Data entries:
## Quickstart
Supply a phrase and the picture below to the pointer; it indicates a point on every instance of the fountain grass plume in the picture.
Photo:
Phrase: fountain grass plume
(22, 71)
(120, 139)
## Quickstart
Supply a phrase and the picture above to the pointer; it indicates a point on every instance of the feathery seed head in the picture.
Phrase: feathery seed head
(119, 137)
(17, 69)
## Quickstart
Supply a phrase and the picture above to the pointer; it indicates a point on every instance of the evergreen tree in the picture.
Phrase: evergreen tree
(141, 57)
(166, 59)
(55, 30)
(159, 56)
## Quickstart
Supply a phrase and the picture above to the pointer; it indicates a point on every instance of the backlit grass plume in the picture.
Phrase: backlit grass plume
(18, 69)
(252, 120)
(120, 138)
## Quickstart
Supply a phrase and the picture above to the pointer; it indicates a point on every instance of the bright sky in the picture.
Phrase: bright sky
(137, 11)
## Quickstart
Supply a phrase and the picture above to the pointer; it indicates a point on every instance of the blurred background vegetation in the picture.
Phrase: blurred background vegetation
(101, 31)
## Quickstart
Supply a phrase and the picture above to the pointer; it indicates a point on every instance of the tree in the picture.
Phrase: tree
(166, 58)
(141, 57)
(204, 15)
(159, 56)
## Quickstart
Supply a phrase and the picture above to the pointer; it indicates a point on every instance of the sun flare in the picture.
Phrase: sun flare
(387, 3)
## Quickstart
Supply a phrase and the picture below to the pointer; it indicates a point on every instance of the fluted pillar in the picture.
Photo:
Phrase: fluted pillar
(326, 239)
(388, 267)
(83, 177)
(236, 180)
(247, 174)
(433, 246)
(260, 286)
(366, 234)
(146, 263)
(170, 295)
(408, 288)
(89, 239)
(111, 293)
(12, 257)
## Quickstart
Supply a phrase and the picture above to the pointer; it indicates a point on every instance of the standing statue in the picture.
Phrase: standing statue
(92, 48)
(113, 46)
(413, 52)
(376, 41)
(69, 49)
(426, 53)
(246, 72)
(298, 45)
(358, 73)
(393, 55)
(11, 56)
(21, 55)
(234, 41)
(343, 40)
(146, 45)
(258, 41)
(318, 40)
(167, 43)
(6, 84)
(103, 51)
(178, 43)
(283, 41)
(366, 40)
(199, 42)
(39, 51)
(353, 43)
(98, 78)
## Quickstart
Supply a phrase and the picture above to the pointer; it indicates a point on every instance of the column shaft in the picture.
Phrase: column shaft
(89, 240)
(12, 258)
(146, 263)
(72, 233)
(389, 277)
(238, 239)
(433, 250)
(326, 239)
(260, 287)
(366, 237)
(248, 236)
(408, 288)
==
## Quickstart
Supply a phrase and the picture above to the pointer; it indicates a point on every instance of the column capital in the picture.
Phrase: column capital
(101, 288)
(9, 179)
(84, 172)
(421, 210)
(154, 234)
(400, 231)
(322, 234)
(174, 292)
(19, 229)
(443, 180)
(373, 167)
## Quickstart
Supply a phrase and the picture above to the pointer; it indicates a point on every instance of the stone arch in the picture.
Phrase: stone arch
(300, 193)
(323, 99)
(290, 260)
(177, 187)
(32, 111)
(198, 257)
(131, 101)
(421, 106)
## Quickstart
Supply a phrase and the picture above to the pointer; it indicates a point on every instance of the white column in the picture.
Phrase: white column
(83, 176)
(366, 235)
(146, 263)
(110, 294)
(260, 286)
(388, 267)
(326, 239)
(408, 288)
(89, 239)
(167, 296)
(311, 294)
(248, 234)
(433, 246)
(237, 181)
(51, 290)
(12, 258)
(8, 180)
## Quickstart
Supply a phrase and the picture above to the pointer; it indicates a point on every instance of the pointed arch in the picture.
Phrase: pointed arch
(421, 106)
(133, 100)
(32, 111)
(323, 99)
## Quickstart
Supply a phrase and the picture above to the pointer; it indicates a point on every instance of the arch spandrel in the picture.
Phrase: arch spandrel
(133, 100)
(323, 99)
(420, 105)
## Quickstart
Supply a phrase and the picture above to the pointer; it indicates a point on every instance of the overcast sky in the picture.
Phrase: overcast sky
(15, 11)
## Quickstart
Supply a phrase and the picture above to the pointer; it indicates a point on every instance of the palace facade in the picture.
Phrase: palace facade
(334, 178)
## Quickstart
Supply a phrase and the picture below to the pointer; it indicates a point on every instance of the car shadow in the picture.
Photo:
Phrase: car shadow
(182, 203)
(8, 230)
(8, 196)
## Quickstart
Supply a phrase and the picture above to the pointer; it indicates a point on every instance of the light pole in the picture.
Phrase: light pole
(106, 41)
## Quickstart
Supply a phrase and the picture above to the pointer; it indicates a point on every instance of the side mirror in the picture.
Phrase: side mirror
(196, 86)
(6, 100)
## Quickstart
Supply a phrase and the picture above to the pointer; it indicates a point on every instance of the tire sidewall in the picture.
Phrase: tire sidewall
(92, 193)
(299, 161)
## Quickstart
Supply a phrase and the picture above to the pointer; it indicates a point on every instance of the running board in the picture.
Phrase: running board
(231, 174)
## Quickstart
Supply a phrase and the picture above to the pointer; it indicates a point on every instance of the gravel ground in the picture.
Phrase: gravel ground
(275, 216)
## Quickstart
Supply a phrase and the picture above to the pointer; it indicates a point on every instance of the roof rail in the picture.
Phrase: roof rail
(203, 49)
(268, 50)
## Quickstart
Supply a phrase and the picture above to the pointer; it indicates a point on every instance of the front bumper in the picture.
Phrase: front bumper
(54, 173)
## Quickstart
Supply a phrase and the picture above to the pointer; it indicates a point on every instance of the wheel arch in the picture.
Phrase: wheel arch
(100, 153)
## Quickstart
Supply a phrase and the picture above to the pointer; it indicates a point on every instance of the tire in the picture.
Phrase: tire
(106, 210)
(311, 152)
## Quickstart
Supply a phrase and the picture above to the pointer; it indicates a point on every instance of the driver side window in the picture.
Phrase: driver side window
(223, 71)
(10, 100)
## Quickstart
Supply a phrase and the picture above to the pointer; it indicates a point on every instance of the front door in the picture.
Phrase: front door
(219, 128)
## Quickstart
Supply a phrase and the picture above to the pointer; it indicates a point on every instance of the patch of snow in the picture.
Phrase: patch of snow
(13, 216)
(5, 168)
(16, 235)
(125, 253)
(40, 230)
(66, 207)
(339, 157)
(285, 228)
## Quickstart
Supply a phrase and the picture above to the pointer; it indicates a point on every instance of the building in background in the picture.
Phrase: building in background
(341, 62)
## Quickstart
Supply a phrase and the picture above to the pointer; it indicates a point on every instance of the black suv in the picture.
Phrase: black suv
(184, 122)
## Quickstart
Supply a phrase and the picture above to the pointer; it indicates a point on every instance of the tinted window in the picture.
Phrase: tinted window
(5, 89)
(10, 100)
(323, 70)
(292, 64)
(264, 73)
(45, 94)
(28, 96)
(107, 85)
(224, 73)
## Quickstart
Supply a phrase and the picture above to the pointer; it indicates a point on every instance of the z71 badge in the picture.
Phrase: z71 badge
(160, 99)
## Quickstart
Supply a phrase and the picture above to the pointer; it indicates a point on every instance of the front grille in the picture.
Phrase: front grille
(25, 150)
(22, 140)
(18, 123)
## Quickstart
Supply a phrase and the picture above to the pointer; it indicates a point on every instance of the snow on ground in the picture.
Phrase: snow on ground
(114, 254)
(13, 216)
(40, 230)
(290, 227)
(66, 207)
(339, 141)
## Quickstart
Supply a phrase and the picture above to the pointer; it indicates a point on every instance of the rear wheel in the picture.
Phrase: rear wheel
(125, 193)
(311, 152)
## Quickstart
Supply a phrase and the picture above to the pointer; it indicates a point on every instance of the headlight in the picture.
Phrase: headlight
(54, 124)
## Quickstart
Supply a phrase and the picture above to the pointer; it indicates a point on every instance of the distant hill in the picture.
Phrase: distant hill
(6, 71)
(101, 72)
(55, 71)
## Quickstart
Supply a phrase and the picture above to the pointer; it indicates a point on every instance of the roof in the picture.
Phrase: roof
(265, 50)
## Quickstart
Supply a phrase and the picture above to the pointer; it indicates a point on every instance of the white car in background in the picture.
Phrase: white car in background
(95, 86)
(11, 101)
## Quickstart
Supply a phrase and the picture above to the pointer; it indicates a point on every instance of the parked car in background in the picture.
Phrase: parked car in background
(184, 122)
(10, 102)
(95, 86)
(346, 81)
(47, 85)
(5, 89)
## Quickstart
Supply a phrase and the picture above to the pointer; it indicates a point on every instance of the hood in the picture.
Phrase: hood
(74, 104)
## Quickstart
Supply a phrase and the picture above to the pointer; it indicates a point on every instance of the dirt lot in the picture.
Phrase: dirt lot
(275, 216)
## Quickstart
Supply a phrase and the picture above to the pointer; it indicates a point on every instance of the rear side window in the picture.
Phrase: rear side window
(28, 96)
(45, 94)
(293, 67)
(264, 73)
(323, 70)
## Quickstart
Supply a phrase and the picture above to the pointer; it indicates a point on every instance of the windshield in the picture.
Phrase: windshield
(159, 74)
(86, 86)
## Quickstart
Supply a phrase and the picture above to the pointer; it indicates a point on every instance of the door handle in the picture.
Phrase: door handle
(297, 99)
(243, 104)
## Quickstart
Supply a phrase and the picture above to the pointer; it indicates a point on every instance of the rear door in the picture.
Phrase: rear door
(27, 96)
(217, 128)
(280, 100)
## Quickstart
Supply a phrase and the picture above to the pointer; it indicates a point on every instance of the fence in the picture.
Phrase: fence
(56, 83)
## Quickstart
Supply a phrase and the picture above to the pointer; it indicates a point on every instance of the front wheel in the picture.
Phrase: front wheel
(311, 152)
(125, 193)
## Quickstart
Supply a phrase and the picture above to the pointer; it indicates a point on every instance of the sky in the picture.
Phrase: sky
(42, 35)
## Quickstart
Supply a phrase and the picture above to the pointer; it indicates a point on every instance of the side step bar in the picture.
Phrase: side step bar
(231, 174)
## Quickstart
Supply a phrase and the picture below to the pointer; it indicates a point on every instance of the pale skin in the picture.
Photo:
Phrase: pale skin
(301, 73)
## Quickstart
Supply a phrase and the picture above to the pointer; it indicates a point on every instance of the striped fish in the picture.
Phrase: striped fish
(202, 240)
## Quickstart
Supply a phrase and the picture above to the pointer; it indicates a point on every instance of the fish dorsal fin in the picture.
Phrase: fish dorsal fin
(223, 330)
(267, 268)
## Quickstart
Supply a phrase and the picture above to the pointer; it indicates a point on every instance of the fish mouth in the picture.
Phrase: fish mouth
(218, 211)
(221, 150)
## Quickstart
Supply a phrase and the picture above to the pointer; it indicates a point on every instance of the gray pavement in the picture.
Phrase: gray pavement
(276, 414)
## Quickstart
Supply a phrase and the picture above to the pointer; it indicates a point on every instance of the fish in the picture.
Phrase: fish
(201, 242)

Problem requirements: Across all the lines of the data, count those that include the word "below" and reply with that number only.

Your solution: 4